Short exercise
Find the line that contains "If you could pick out the white tower". Copy it and every line after it to the end of the material below, exactly, with no pictures.

+++ Information supplied +++

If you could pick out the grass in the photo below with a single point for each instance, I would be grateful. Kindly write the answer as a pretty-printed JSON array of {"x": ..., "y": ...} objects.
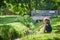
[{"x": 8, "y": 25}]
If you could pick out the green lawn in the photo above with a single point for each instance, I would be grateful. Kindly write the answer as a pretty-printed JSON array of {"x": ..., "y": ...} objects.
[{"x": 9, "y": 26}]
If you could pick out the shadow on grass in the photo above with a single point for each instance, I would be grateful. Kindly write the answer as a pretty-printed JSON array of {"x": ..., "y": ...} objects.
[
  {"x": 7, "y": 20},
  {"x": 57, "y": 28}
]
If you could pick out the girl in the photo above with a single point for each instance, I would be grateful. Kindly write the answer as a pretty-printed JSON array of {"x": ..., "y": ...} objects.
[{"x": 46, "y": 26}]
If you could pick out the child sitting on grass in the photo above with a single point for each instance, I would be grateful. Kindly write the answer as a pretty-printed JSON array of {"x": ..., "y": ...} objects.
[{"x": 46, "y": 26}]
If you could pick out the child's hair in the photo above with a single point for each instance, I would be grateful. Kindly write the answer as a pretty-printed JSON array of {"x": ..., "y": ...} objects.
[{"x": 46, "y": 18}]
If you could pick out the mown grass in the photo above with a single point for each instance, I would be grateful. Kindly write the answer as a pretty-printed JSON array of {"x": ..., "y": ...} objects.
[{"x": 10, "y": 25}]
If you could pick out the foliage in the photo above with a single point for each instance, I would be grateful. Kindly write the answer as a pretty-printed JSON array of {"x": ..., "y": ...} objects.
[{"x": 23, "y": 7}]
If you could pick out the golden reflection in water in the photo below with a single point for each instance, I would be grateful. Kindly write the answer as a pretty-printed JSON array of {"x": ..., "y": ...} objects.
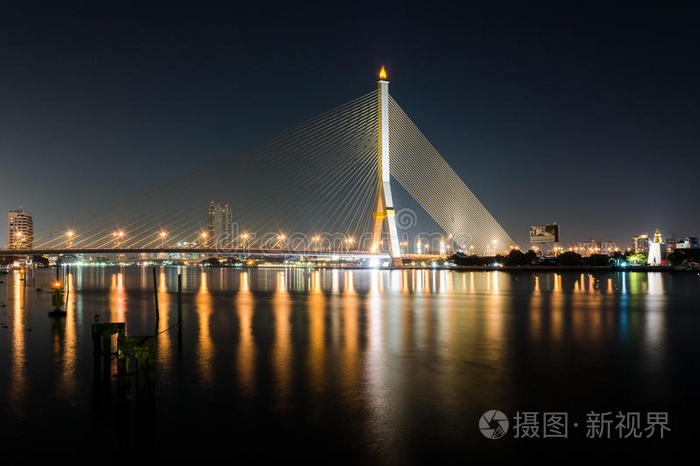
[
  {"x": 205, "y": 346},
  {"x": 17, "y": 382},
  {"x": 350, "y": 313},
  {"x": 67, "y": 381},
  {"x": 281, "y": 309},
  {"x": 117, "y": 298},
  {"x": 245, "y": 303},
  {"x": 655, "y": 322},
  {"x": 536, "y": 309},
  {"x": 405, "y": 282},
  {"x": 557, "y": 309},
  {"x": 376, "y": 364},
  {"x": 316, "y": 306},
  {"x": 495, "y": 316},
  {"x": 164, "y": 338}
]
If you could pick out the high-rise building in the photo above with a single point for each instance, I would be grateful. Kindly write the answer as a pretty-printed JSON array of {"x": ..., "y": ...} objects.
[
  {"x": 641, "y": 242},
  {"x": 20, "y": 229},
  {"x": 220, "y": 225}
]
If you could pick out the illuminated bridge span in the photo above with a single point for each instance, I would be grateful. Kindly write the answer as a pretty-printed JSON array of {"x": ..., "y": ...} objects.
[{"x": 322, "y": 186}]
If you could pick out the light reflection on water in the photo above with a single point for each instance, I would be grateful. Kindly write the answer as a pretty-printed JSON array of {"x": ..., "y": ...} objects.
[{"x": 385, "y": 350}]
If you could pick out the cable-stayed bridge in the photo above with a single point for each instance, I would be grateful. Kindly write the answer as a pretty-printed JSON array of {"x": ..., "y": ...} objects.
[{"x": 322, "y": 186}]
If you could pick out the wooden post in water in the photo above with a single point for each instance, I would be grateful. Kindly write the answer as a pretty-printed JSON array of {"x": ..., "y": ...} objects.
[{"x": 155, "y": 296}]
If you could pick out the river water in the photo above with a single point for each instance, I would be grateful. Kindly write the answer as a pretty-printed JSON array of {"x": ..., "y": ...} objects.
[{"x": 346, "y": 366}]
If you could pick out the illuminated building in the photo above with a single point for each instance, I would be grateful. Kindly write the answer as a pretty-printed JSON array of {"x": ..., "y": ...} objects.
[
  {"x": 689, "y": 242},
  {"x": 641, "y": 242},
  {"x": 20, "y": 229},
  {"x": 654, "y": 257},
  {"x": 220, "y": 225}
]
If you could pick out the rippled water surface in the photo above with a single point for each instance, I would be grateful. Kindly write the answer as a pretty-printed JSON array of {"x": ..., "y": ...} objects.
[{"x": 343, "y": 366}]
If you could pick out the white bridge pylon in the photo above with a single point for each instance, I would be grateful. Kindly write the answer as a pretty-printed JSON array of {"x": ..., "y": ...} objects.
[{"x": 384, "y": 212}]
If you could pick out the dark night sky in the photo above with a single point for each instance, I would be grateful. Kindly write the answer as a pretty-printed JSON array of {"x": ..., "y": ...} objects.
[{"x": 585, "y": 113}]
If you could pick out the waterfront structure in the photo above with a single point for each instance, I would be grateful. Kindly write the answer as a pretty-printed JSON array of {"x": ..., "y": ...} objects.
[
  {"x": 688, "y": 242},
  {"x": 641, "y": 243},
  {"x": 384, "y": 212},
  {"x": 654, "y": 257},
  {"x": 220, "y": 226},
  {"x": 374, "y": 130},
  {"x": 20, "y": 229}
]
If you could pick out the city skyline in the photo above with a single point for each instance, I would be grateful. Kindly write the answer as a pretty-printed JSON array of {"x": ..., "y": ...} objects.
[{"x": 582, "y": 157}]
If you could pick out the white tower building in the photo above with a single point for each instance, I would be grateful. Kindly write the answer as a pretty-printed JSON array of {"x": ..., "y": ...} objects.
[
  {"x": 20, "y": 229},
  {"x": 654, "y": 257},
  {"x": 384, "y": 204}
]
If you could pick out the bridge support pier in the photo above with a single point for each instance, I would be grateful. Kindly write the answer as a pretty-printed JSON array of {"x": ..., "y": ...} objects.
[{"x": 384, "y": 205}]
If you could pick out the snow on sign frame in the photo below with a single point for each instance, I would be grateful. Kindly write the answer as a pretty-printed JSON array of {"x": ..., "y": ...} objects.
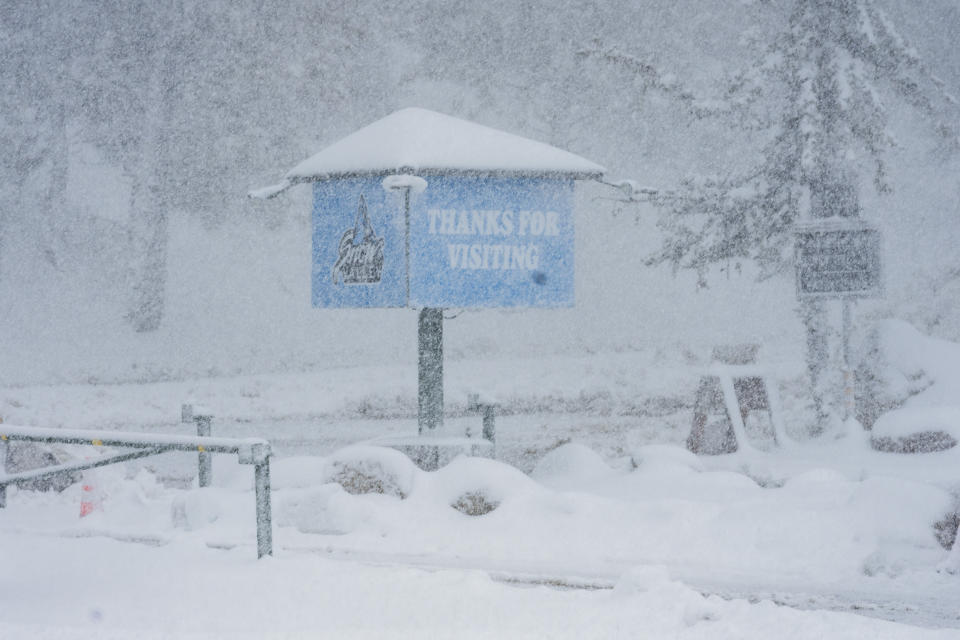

+++

Reply
If you could pick out the white tower building in the photo above with a single point for each instance, I would be grateful. Kindly write the answer as a pretty-printed JSON array of {"x": ..., "y": ...} objects.
[
  {"x": 20, "y": 229},
  {"x": 654, "y": 257},
  {"x": 384, "y": 204}
]
If you could pick out the bridge support pier in the photo above with a single point for each instance, I would be grateful. Kindly write the answer as a pretty-printed JSON array of {"x": ..., "y": ...} objects.
[{"x": 384, "y": 205}]
If you could pick out the snow on sign frame in the photo below with a single point for each instance, I would be grateful. Kindly write the answer as a pretty-printed JSON array of {"x": ..., "y": ...} objects.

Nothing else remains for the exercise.